Required action: According to the abstract on freezing HEK293T cells, what optimal cooling rate was determined in the absence of cryoprotectant agent?

Excerpt provided:
==================================================

Biotransport and intracellular ice formation phenomena in freezing human embryonic kidney cells (HEK293T)

The objective of this study is to determine the cryobiological characteristics of human embryonic kidney (HEK293T) cells. The cell membrane hydraulic conductivity (Lpg) and the activation energy of water transport (ELp) were determined in the absence/presence of cryoprotectant agent (CPA), while the nucleation rate kinetic and thermodynamic parameters (ΩoSCN and κoSCN) were determined in the absence of CPA. Since dehydration and intracellular ice formation (IIF) are two factors that may cause damage to cells during the freezing process, systematical freezing experiments were carried out at different cooling rates (5, 10, 15, 20, 30, and 60 °C/min) under the commercial available cryomicroscopy (FDCS 196, Linkham, Waterfield, UK) to further explore the cryoinjury mechanism for HEK293T cells. By simultaneously fitting the water transport equation to the experimentally measured volumetric shrinkage data at 5, 10, and 15 °C/min, the “combined best fit” membrane permeability parameters for HEK293T cells in both phosphate buffer saline (PBS) and CPA media (0.75M Me2SO in PBS) are determined. They are Lpg = 2.85 × 10−14 m/s/Pa (0.17 μm/min/atm), ELp = 142.91 kJ/mol (34.13 kcal/mol) (R2 = 0.990), and Lpg[cpa] = 2.73 ± 0.44 × 10−14 m/s/Pa (0.16 ± 0.03 μm/min/atm), ELp[cpa] = 152.52 ± 27.69 kJ/mol (36.42 ± 6.61 kcal/mol) (R2 = 0.993), respectively. An optimal cooling rate Bopt (the highest cooling rate without IIF) was determined to be 14.24 °C/min in the absence of CPA. Additionally, the ice nucleation parameters (ΩoSCN and κoSCN) were averaged to be 1.31 ± 0.11 × 108 m−2 s−1 and 7.67 ± 2.55 × 109 K5 for the cooling rates 20, 30, and 60 °C/min.

==================================================

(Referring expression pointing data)
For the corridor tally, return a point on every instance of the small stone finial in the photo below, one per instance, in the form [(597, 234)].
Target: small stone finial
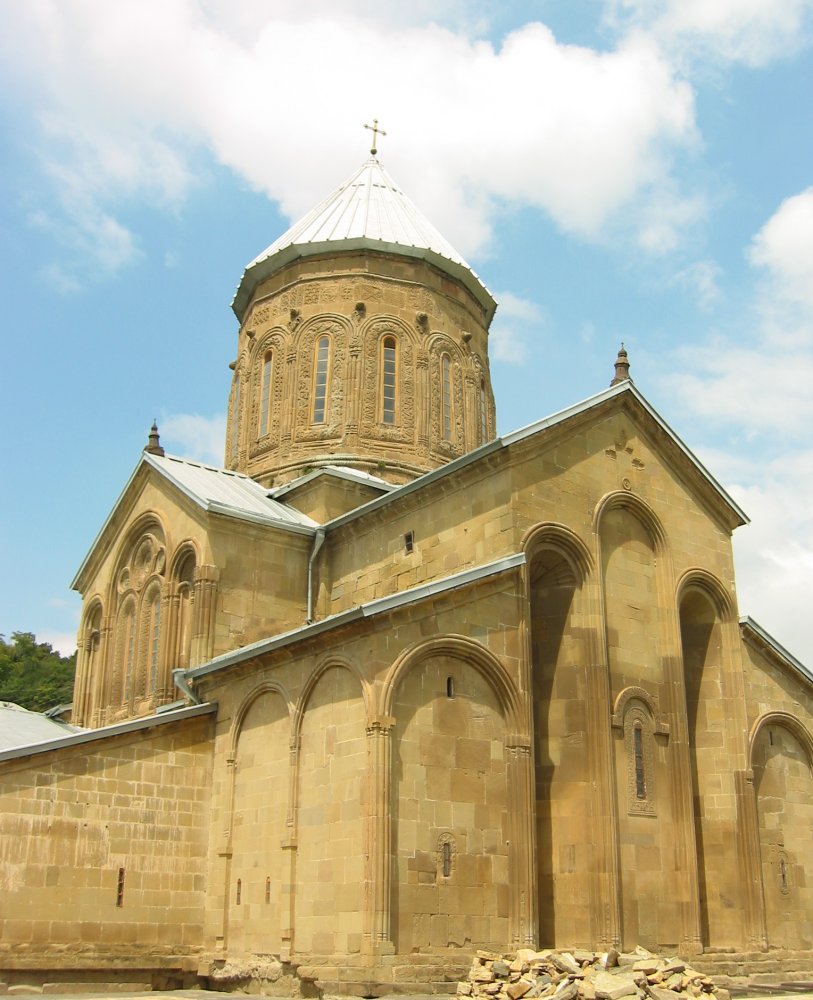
[(622, 367), (153, 445), (376, 133)]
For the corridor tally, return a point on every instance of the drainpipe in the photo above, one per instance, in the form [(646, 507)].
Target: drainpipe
[(318, 541), (181, 683)]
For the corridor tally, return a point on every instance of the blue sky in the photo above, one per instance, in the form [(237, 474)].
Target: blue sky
[(636, 170)]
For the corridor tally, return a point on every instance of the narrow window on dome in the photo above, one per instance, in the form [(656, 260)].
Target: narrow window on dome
[(483, 413), (389, 361), (265, 394), (446, 397), (129, 651), (322, 370), (235, 417)]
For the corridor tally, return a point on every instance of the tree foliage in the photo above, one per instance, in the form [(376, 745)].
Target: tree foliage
[(33, 674)]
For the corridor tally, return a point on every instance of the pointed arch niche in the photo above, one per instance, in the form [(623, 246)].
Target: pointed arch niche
[(450, 882), (782, 761), (330, 832), (632, 546), (259, 826), (557, 565)]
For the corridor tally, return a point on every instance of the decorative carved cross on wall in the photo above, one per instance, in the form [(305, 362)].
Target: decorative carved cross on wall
[(376, 132)]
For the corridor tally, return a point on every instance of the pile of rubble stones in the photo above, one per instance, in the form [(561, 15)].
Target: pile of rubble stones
[(588, 975)]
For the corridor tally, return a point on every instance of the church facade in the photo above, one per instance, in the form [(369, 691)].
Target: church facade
[(387, 688)]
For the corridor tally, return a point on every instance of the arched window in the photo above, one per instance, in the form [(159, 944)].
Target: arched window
[(389, 364), (483, 413), (235, 418), (153, 631), (127, 633), (266, 373), (446, 397), (320, 382)]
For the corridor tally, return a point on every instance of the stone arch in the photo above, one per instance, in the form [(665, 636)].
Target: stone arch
[(338, 329), (781, 756), (138, 581), (701, 580), (148, 522), (452, 712), (188, 547), (373, 333), (89, 674), (787, 721), (561, 539), (626, 500), (330, 743), (274, 340), (330, 662), (265, 687), (648, 700), (462, 648), (438, 346), (258, 820), (708, 639), (557, 566), (639, 638)]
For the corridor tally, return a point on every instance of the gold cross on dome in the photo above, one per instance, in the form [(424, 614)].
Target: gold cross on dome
[(376, 132)]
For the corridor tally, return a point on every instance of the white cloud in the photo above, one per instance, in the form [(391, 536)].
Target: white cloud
[(753, 32), (128, 96), (759, 381), (701, 279), (784, 248), (193, 436), (774, 554)]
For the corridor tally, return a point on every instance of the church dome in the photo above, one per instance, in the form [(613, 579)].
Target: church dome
[(363, 343), (368, 211)]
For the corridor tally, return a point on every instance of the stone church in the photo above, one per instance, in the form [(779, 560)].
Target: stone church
[(388, 688)]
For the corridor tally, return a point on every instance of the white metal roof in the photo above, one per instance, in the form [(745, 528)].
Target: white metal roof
[(338, 472), (368, 211), (218, 491), (226, 492), (20, 727)]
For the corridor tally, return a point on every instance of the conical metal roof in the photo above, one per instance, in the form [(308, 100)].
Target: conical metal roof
[(369, 211)]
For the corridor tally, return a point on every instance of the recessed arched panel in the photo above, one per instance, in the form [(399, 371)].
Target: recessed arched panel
[(258, 824), (330, 822), (562, 780), (783, 784)]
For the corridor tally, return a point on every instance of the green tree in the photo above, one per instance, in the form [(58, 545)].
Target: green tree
[(33, 674)]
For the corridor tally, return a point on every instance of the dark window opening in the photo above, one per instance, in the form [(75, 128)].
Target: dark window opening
[(120, 889), (638, 748), (446, 854)]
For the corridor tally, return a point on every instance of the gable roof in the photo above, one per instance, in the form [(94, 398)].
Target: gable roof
[(752, 631), (368, 212), (217, 491), (21, 727), (621, 389), (336, 472)]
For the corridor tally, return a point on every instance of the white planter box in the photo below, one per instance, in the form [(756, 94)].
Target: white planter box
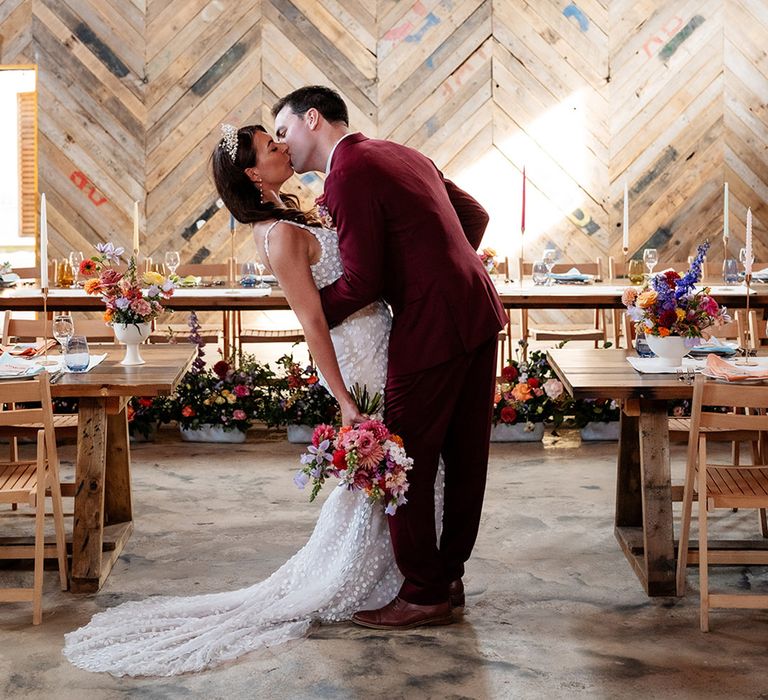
[(211, 433), (504, 432), (300, 434), (600, 430)]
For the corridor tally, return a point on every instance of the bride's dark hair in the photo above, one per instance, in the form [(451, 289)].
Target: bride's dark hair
[(239, 193)]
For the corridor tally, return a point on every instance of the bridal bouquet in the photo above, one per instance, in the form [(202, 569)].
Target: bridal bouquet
[(669, 305), (366, 458), (130, 299)]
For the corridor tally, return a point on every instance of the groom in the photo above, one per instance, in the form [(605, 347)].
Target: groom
[(408, 236)]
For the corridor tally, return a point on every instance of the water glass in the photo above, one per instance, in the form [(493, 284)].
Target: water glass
[(248, 278), (172, 260), (63, 329), (650, 258), (76, 355), (730, 271), (540, 272), (635, 272), (76, 257)]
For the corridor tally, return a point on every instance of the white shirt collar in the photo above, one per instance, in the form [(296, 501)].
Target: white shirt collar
[(333, 150)]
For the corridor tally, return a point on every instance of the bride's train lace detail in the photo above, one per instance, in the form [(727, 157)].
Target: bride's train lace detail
[(347, 564)]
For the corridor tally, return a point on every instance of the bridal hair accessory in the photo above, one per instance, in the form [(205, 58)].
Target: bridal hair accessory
[(229, 140)]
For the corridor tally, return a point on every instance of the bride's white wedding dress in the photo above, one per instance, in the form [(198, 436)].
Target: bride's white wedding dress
[(347, 564)]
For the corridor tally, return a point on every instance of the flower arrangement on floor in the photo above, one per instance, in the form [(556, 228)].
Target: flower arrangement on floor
[(669, 305), (127, 300), (488, 258), (366, 458), (529, 392), (229, 395), (300, 399)]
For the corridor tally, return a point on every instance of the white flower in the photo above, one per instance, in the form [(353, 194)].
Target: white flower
[(553, 388)]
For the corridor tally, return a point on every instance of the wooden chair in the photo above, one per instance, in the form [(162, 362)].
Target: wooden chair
[(722, 486), (596, 332), (28, 482)]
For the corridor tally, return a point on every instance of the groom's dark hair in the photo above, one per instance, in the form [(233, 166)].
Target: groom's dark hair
[(326, 101)]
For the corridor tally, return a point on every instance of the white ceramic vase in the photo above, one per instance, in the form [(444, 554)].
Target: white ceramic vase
[(671, 349), (208, 432), (131, 335), (300, 434), (517, 432)]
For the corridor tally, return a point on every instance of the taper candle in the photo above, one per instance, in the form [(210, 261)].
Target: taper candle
[(748, 245), (43, 243), (136, 230), (625, 222), (522, 219)]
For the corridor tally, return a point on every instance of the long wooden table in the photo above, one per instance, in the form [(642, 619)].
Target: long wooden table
[(513, 295), (103, 515), (643, 521)]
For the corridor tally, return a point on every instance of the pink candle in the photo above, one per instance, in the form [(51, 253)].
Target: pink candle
[(522, 221)]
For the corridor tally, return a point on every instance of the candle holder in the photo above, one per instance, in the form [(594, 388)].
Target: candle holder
[(46, 361), (747, 359)]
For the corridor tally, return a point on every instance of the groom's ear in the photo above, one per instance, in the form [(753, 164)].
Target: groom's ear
[(312, 118)]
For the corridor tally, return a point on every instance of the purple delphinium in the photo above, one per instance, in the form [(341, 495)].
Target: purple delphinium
[(196, 339)]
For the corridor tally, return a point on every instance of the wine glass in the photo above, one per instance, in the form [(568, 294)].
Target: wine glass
[(539, 273), (651, 259), (549, 258), (260, 267), (75, 258), (248, 278), (63, 329), (172, 260)]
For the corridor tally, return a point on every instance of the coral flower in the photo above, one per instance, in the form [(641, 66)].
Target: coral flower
[(522, 392)]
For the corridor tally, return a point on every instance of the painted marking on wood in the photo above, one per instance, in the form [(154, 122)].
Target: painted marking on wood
[(584, 221), (102, 51), (83, 183), (670, 48), (573, 11)]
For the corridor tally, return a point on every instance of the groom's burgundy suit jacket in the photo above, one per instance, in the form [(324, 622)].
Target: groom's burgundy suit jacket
[(408, 236)]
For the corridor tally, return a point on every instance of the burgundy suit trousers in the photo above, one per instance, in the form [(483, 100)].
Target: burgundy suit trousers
[(444, 410)]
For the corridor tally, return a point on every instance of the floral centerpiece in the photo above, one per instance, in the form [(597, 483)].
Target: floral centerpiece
[(488, 258), (302, 399), (130, 299), (530, 393), (669, 305), (366, 458)]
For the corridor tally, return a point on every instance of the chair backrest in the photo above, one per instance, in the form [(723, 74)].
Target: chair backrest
[(525, 268), (26, 391), (708, 392), (17, 330)]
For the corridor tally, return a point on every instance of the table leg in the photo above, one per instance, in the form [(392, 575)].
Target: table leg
[(658, 534), (88, 527)]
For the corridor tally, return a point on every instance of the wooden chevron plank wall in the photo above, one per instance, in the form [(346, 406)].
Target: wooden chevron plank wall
[(668, 97)]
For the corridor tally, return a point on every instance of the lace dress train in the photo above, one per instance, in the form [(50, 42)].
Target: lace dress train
[(346, 565)]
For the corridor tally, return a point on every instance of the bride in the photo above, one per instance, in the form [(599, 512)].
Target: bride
[(348, 564)]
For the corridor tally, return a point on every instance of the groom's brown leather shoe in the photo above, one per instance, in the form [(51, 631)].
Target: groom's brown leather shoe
[(401, 615), (456, 594)]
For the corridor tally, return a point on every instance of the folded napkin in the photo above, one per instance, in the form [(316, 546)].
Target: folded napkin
[(573, 275), (658, 365), (715, 345), (718, 368)]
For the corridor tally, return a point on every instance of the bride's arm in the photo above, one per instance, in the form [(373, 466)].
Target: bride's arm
[(289, 259)]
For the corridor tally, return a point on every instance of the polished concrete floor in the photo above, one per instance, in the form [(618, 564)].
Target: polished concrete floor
[(553, 609)]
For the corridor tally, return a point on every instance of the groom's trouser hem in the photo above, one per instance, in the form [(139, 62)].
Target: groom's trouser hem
[(444, 409)]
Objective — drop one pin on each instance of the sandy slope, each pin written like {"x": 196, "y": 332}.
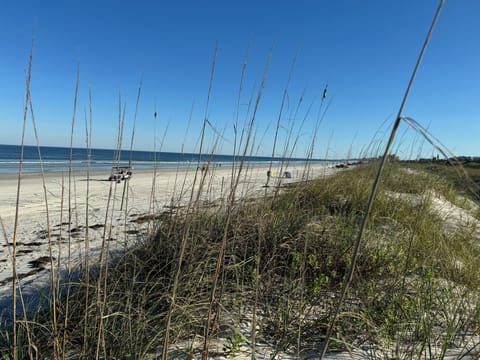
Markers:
{"x": 122, "y": 223}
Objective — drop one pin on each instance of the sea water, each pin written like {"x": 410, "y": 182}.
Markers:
{"x": 61, "y": 159}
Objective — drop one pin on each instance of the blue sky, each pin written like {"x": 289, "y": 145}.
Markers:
{"x": 364, "y": 50}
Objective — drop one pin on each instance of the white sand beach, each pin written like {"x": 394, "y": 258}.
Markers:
{"x": 117, "y": 212}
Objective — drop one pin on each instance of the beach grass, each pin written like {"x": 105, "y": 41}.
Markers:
{"x": 378, "y": 260}
{"x": 414, "y": 292}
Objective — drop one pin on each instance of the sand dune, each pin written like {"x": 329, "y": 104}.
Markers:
{"x": 117, "y": 212}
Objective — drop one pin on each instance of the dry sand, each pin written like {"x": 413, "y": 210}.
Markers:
{"x": 124, "y": 220}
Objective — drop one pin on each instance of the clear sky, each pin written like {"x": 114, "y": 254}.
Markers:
{"x": 365, "y": 51}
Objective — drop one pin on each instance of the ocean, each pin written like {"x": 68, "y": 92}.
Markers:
{"x": 57, "y": 159}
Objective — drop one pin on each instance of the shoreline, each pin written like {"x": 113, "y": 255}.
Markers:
{"x": 73, "y": 233}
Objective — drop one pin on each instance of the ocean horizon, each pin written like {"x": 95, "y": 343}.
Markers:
{"x": 59, "y": 159}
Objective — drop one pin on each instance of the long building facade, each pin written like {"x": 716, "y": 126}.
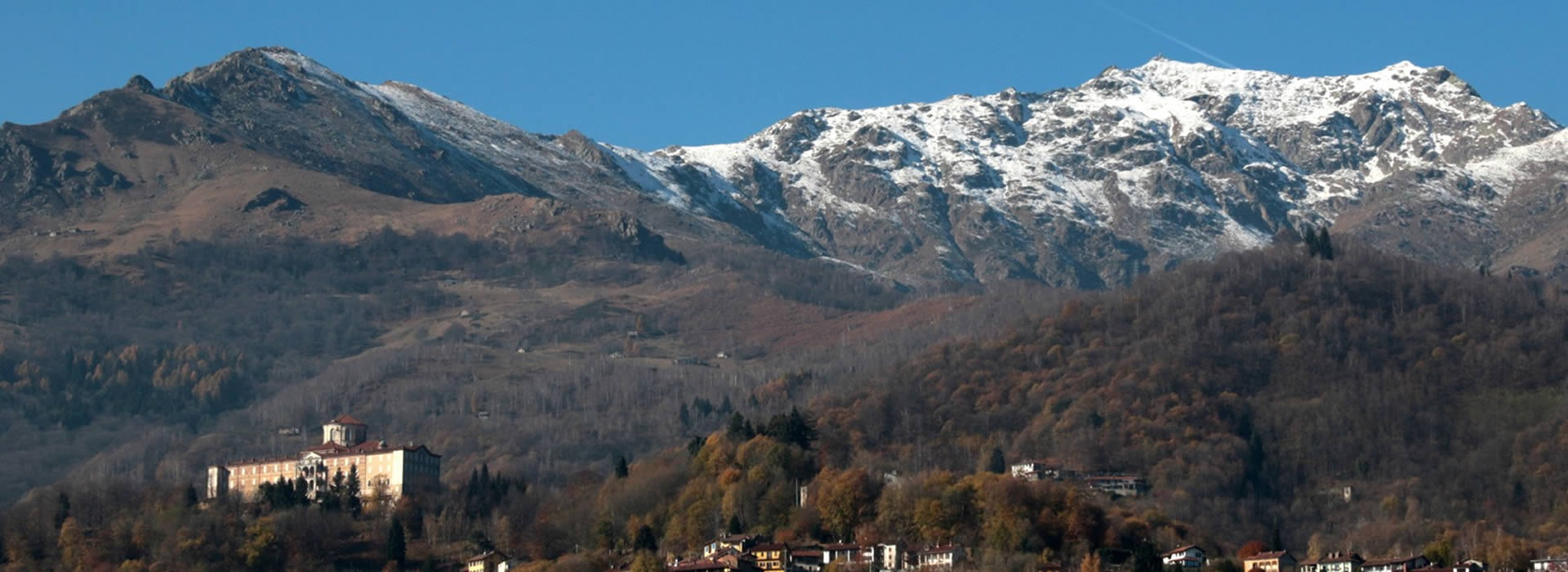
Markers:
{"x": 385, "y": 471}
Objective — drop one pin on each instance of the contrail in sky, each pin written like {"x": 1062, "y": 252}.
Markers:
{"x": 1211, "y": 57}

==================================================

Response to this task: 14.24 °C/min